- **Page extract**:
The Duke of Burgundy had already prepared his bid. With the Armagnac forces dispersed and on the defensive he anticipated a campaign of sieges. His need of English troops was more modest than the year before when he had had to be ready for a pitched battle. His main purpose was to ensure that the English did not fight for his enemies. Early in December 1411 he appointed the Bishop of Arras to lead an embassy to England. He was accredited not just to Henry IV but to Joan of Navarre, Henry of Monmouth and various other English notables. The bishop was authorised to repeat the offer of the hand of John’s daughter Anne for the Prince of Wales. But the Armagnac princes were prepared to offer more. Meeting at Bourges on 24 January 1412 the Dukes of Berry, Orléans and Bourbon and the Count of Alençon named their own ambassadors and drew up their instructions. They were authorised to negotiate with ‘Henry by the grace of God King of England and his illustrious sons’, a dignity that they had never previously been willing to accord them. Their appointed spokesman was a protégé of the Duke of Berry, the Augustinian preacher Jacques Legrand. He and his colleagues were told to appeal to Henry IV’s sense of justice. He was to recount the history of the last four years since the murder of Louis of Orléans and to explain how the Duke of Burgundy had seduced the credulous inhabitants of Paris, imposed his will on the King and the Dauphin and launched a vicious campaign of persecution against his enemies. Once they had done this they were to ask to speak to the English King in private and get down to the real purpose of their visit. The Armagnac princes wanted the support of an English army of 4,000 men for service against the Duke of Burgundy. In return they were prepared to enter into a military alliance with Henry against his enemies in Scotland, Wales and Ireland and in France itself and to negotiate a permanent peace ‘on terms which would satisfy him’. These terms, it was made clear, would include large territorial concessions in the south-west. It is clear that much was left to the discretion of the ambassadors. They were supplied with blank charters already executed by the four princes and sealed with their seals.

- **What is expected**: Translate this sentence from the passage on the rival embassies to England into French: "The Armagnac princes wanted the support of an English army of 4,000 men for service against the Duke of Burgundy."

- **Given information**:
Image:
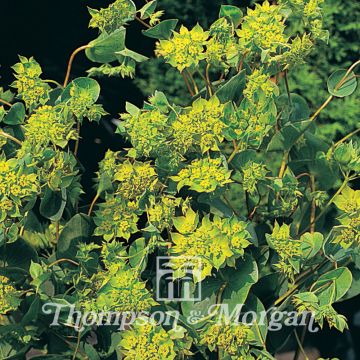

- **Exercise response**: Les princes armagnacs voulaient le soutien d'une armée anglaise de 4 000 hommes pour servir contre le duc de Bourgogne.